■ Requirement: If an entry holds a picture, drop the picture but restate the entry word for word.

==== Recorded information ====

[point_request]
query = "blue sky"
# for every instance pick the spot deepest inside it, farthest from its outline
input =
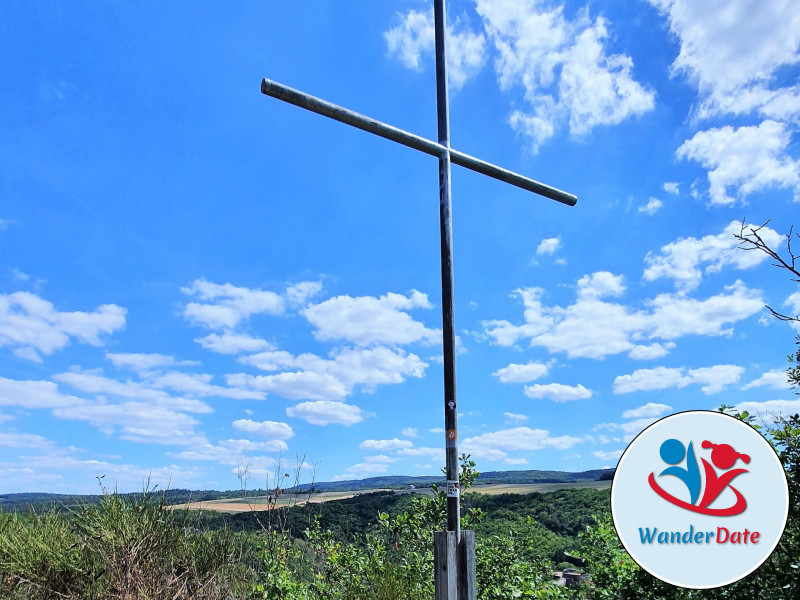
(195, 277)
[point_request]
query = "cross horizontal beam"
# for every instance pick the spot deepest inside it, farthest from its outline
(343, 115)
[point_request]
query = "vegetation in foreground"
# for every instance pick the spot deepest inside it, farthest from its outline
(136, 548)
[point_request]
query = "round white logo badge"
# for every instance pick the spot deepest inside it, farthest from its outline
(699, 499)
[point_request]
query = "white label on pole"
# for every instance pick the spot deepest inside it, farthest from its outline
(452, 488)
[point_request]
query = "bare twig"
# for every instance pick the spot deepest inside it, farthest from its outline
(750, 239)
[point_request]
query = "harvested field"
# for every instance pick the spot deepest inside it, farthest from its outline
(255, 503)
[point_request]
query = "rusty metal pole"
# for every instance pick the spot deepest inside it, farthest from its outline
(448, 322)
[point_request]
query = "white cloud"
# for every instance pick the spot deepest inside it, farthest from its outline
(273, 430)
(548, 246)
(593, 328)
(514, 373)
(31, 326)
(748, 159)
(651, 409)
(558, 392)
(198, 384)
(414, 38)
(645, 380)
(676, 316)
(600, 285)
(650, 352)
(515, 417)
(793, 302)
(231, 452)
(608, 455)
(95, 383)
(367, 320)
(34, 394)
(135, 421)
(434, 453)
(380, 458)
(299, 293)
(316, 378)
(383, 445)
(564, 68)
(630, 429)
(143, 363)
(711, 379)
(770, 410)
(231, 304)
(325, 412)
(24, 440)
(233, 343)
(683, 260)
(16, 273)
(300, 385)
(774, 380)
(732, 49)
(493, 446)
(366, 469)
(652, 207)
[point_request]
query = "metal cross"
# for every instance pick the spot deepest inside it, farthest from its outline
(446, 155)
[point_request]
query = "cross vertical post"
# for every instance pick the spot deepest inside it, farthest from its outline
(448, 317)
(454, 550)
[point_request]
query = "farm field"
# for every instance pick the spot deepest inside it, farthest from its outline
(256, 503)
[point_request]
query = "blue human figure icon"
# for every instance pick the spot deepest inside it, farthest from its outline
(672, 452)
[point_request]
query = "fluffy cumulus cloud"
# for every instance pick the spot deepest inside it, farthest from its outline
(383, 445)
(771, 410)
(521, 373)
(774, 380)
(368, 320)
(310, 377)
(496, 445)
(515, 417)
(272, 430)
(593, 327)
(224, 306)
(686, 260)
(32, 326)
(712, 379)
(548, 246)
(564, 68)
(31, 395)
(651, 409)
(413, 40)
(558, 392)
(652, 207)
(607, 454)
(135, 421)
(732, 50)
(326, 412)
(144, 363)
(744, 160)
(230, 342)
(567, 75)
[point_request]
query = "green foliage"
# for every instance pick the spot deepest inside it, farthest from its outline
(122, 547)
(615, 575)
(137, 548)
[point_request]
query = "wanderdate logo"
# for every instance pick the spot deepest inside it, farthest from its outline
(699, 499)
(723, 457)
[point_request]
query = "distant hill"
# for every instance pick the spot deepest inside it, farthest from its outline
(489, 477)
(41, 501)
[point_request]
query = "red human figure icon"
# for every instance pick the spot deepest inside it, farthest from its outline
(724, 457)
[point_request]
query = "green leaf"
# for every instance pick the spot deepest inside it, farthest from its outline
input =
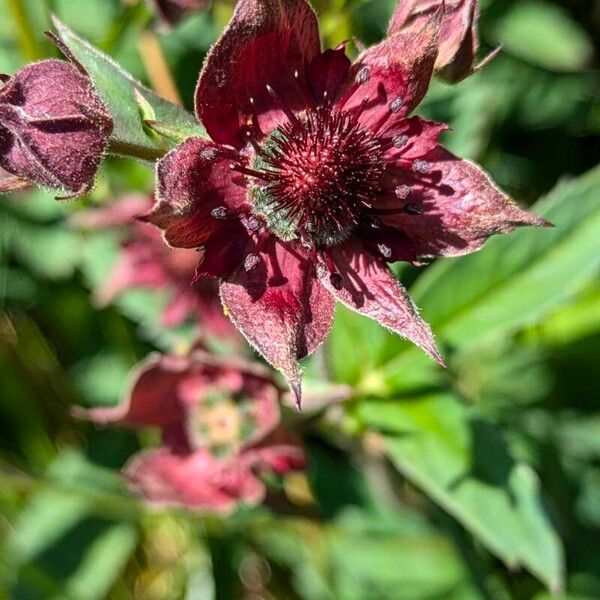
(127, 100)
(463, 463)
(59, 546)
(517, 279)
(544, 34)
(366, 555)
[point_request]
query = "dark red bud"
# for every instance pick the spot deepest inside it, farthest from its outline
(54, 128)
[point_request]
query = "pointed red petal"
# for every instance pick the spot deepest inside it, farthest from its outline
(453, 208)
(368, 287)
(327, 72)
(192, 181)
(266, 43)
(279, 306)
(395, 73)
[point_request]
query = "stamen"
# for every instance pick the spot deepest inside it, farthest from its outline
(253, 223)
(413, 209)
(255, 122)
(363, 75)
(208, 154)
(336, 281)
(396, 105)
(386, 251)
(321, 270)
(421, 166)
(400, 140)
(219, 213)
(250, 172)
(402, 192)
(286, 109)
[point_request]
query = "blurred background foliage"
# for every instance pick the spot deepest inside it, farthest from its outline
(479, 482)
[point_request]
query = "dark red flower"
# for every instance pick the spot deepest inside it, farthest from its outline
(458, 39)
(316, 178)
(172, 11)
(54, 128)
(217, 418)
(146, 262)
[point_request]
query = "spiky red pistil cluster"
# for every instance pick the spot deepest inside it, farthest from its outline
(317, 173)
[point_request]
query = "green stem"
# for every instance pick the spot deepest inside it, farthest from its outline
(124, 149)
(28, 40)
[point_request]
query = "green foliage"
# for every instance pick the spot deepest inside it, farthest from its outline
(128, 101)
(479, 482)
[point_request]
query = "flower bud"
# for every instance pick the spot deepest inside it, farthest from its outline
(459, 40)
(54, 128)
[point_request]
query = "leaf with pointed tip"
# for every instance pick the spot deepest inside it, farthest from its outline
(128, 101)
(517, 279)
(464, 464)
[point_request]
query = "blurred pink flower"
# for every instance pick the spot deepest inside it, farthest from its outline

====

■ Solved exercise:
[point_request]
query = "blue sky"
# for every instance pick the spot deepest inside it, farthest from its outline
input =
(195, 277)
[point_request]
query = "cross horizontal beam"
# for every instance pick the spot deepest inside it, farthest from its outline
(343, 115)
[point_request]
query = "vegetation in foreground"
# for every instance pick the spot deepest inside it, farthest from its outline
(136, 548)
[point_request]
query = "round white logo badge"
# for every instance pick the spot deepest inside it, farthest from its outline
(699, 499)
[point_request]
query = "white label on pole"
# for every instance pick the spot deepest inside it, farthest from its outline
(452, 488)
[point_request]
query = "bare twig"
# for every instance pick the spot deepest inside it, farthest from its outline
(750, 239)
[point_request]
query = "harvested field"
# for every instance pick the spot deepest inside it, farthest from its outline
(255, 503)
[point_request]
query = "rusty metal pole"
# for every instance pick the spot deepest inside it, farthest from its outline
(448, 322)
[point_request]
query = "white cloud"
# for every instance pick the spot deepest inside it, farthest from its outline
(273, 430)
(548, 246)
(593, 328)
(514, 373)
(31, 326)
(748, 159)
(651, 409)
(558, 392)
(198, 384)
(414, 38)
(645, 380)
(676, 316)
(600, 285)
(650, 352)
(515, 417)
(793, 302)
(231, 452)
(608, 455)
(95, 383)
(367, 320)
(34, 394)
(135, 421)
(434, 453)
(380, 458)
(299, 293)
(316, 378)
(383, 445)
(564, 68)
(630, 429)
(143, 363)
(711, 379)
(770, 410)
(231, 304)
(325, 412)
(24, 440)
(233, 343)
(683, 260)
(16, 273)
(300, 385)
(774, 380)
(732, 49)
(493, 446)
(366, 469)
(652, 207)
[point_request]
query = "metal cross"
# for every instance pick the spot deepest inside it, farthest from its outline
(446, 155)
[point_request]
query = "cross vertical post"
# for every instance pick the spot deepest inside it, farthest from its outline
(448, 317)
(454, 550)
[point_request]
query = "farm field"
# for every instance pick the spot deepest inside it, farthest from its outline
(256, 503)
[point_request]
query = "blue human figure icon"
# for every instance pick the spot deepest inside it, farthest from its outline
(672, 452)
[point_request]
query = "fluffy cumulus cloud"
# for every instance pick the spot deepest inside it, farthest from its outline
(383, 445)
(771, 410)
(521, 373)
(774, 380)
(368, 320)
(310, 377)
(496, 445)
(515, 417)
(272, 430)
(593, 327)
(224, 306)
(686, 260)
(32, 326)
(712, 379)
(548, 246)
(564, 68)
(31, 395)
(651, 409)
(413, 40)
(558, 392)
(652, 207)
(607, 454)
(135, 421)
(732, 50)
(326, 412)
(144, 363)
(744, 160)
(230, 342)
(567, 75)
[point_request]
query = "green foliage"
# for every instance pick the spot deepest inside it, farthest from its outline
(122, 547)
(615, 575)
(137, 548)
[point_request]
query = "wanderdate logo"
# for every instance pick the spot deepest inside it, farthest from its outline
(699, 499)
(723, 457)
[point_request]
query = "distant hill"
# for every instance pick the spot deepest inside it, farthest from its outline
(489, 477)
(41, 501)
[point_request]
query = "red human figure icon"
# for every instance pick the spot deepest inside it, farthest from its outline
(724, 457)
[point_request]
query = "green leaf"
# for every instance pick the spot deepest inside it, farthest from its outline
input =
(127, 100)
(463, 463)
(59, 546)
(517, 279)
(544, 34)
(366, 555)
[point_request]
query = "dark red bud"
# for every instance pick the spot deepest inside it, farthest from its outline
(54, 128)
[point_request]
query = "pointed red petal"
# for every instance pick the spot deepest inside it, farthest from its outline
(453, 208)
(368, 287)
(327, 72)
(192, 181)
(266, 43)
(279, 306)
(395, 73)
[point_request]
query = "stamen"
# for every instance pick the spot deepest inside it, farthest from its outline
(253, 223)
(413, 209)
(255, 122)
(363, 75)
(208, 154)
(336, 281)
(396, 105)
(386, 251)
(321, 270)
(421, 166)
(400, 140)
(219, 213)
(250, 172)
(402, 192)
(286, 109)
[point_request]
query = "blurred background foliage"
# for every instance pick the spot deepest inside it, farthest from its outline
(479, 482)
[point_request]
query = "dark red flower"
# for every instance pick the spot deepest inside it, farthest from its outline
(458, 39)
(316, 178)
(172, 11)
(54, 128)
(217, 418)
(146, 262)
[point_request]
query = "spiky red pistil cluster"
# for every instance pick the spot deepest inside it, farthest from its outline
(317, 173)
[point_request]
query = "green stem"
# for every instance pick the spot deepest inside it, farthest from its outline
(124, 149)
(28, 40)
[point_request]
query = "green foliage"
# for every instance pick the spot deepest inside it, farthest from its outline
(128, 101)
(479, 482)
[point_request]
query = "flower bud"
# for every instance pick the spot deepest inside it, farthest from its outline
(459, 40)
(54, 128)
[point_request]
query = "leaf with pointed tip"
# for every instance pick the spot deepest inside it, farthest from its outline
(128, 101)
(517, 279)
(464, 464)
[point_request]
query = "blurred pink flower"
# for every instance pick the spot deepest inside it, farthest from its outline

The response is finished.